• EXERCISE OBJECTIVE: Arrange everything from the line containing "Locate every instance of white dashed" down to the last of the items as a Markdown table with two columns, Row and Line, giving each line a number and skipping blank lines.

Items on locating named things:
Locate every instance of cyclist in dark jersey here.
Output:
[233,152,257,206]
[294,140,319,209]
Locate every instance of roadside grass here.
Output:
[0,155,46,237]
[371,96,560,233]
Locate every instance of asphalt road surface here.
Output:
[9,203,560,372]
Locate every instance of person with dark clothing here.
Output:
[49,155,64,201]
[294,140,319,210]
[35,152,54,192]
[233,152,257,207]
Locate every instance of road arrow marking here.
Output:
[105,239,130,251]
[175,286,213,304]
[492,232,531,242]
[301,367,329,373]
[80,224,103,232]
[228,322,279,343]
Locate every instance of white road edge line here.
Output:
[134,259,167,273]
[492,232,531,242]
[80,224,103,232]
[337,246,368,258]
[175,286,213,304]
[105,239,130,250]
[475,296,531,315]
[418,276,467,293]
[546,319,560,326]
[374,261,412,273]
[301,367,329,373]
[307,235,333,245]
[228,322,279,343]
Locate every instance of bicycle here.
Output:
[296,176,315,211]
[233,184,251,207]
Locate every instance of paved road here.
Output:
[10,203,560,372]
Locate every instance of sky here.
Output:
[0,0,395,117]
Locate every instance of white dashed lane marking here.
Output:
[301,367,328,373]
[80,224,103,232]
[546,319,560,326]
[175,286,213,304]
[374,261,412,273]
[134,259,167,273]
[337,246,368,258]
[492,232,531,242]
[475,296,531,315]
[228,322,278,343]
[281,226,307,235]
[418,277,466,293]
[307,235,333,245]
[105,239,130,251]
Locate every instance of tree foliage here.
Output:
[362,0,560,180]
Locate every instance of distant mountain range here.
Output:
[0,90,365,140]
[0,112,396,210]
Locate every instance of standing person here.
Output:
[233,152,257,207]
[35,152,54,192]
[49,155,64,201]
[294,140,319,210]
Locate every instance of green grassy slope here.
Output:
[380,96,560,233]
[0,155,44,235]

• OUTPUT:
| Row | Line |
|---|---|
| 1 | Locate every instance of white dashed lane marking here. |
| 2 | Output: |
| 3 | [301,367,328,373] |
| 4 | [80,224,103,232] |
| 5 | [546,319,560,326] |
| 6 | [175,286,213,304] |
| 7 | [374,261,412,273] |
| 8 | [134,259,167,273] |
| 9 | [337,246,368,258] |
| 10 | [492,232,531,242] |
| 11 | [475,296,531,315] |
| 12 | [228,322,278,343] |
| 13 | [281,226,307,235] |
| 14 | [418,277,466,293] |
| 15 | [307,235,333,245] |
| 16 | [105,239,130,251] |
| 17 | Locate every instance of tree foliage here. |
| 18 | Output: |
| 19 | [362,0,560,180] |
| 20 | Locate every instance of distant mountain range here. |
| 21 | Output: |
| 22 | [0,90,365,140] |
| 23 | [0,112,396,210] |
| 24 | Locate every instance of standing person here. |
| 25 | Output: |
| 26 | [233,152,257,207] |
| 27 | [35,152,54,192] |
| 28 | [49,155,64,201] |
| 29 | [294,140,319,210] |
| 30 | Locate every instance of green grassy slope here. |
| 31 | Output: |
| 32 | [380,96,560,233] |
| 33 | [0,155,44,235] |